▶
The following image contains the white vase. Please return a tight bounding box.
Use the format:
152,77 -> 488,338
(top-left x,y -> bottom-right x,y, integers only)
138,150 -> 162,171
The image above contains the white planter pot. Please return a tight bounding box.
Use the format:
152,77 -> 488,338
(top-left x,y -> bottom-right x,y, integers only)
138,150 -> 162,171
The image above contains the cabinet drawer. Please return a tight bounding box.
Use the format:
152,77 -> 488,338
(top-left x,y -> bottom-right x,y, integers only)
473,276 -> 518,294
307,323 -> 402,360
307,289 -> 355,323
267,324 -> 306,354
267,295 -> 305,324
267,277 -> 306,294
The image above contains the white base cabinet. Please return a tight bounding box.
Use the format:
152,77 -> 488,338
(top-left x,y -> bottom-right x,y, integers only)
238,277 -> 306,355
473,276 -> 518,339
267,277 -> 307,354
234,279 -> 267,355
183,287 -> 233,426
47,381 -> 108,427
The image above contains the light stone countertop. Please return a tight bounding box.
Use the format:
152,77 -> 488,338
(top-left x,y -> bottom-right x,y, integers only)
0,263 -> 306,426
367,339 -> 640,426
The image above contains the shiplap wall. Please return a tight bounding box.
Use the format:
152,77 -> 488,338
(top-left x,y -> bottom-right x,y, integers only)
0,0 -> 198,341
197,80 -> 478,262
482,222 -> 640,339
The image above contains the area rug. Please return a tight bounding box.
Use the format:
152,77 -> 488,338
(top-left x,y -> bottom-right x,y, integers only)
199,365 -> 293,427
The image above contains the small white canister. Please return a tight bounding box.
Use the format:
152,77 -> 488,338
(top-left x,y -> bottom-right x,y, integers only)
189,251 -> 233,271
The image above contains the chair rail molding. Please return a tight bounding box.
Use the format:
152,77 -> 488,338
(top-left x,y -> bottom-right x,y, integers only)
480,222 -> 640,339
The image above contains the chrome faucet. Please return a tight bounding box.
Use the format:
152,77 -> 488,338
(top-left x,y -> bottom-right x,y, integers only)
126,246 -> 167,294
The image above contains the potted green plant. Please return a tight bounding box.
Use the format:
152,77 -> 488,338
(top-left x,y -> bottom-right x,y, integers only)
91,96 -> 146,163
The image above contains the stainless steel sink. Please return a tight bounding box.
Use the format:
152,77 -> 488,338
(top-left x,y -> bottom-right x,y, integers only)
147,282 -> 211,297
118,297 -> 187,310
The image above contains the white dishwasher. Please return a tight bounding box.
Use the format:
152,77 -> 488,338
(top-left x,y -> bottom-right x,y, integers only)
◀
(Stated problem): Express the stretch from the line containing "The image above contains the light" through the line containing "367,339 -> 640,426" as a numbered list, leaving out any blank lines. Include both of those lines and only the lines between them.

(Expected output):
1. The image above contains the light stone countertop. Please return a tight bounding box.
2. Use the format:
3. 152,77 -> 488,338
4. (top-left x,y -> bottom-right x,y, integers only)
5. 0,263 -> 306,426
6. 367,339 -> 640,426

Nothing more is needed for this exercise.